** Data listing follows **

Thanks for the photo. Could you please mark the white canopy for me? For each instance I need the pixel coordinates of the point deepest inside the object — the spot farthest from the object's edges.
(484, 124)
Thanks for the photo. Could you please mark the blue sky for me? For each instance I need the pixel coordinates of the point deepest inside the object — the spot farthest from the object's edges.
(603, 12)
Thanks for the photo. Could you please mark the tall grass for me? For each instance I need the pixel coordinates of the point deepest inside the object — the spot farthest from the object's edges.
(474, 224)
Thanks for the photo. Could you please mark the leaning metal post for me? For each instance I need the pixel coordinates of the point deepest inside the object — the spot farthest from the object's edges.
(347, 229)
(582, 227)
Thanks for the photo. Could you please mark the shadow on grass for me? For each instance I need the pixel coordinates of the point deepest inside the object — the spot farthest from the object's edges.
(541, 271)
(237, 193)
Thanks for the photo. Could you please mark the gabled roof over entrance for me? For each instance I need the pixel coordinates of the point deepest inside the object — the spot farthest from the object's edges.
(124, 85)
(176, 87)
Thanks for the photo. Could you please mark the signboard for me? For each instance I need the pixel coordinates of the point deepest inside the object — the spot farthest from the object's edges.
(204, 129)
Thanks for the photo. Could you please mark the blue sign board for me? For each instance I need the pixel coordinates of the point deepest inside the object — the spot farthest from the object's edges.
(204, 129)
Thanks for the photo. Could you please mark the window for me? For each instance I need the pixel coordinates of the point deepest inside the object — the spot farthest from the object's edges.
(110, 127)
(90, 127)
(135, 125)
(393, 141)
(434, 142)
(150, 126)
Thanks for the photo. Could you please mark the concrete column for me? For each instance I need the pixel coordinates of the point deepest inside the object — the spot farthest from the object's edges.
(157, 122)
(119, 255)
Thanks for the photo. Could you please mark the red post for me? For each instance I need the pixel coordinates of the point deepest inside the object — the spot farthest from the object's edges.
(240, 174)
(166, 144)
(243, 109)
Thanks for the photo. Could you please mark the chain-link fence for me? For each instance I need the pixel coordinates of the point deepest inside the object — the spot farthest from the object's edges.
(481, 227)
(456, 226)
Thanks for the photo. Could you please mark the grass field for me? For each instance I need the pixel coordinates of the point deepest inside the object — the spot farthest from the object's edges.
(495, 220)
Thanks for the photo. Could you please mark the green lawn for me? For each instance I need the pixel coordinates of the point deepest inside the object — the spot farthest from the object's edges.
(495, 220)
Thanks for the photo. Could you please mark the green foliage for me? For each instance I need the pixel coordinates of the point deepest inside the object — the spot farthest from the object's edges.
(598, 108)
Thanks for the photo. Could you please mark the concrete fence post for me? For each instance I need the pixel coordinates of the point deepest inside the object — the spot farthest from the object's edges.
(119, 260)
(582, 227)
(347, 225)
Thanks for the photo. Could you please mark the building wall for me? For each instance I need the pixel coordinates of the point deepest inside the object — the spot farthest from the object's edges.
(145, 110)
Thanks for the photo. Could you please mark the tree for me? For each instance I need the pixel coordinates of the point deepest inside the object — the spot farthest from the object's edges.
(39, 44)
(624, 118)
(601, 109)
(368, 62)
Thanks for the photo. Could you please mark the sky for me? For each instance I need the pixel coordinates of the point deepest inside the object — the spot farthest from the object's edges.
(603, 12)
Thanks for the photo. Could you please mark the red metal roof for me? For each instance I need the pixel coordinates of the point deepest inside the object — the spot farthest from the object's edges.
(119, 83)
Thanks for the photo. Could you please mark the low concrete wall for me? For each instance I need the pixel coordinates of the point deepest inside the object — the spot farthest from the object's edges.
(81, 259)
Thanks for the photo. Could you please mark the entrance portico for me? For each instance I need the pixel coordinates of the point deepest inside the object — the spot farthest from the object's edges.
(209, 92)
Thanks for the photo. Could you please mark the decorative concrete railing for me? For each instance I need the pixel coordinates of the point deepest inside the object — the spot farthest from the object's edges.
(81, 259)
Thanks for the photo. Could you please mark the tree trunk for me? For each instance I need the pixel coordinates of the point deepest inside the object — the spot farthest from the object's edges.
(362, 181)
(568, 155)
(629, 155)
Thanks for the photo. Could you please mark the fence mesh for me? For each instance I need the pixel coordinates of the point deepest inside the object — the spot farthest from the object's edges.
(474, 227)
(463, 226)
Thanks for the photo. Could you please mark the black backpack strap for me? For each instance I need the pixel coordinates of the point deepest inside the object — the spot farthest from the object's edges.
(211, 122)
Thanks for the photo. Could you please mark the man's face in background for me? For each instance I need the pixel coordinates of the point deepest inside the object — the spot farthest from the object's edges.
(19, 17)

** End of Data listing **

▶ [What you should do]: Which lines run from the one containing "Thanks for the photo. Could you please mark the man's" to the final line of the entries? Return those lines exactly, and only those.

▶ [Exercise answer]:
Thanks for the photo. Could you please mark the man's face in background for me? For each instance I need the pixel coordinates of the point deepest inside the object — the spot farthest from the object's edges.
(19, 17)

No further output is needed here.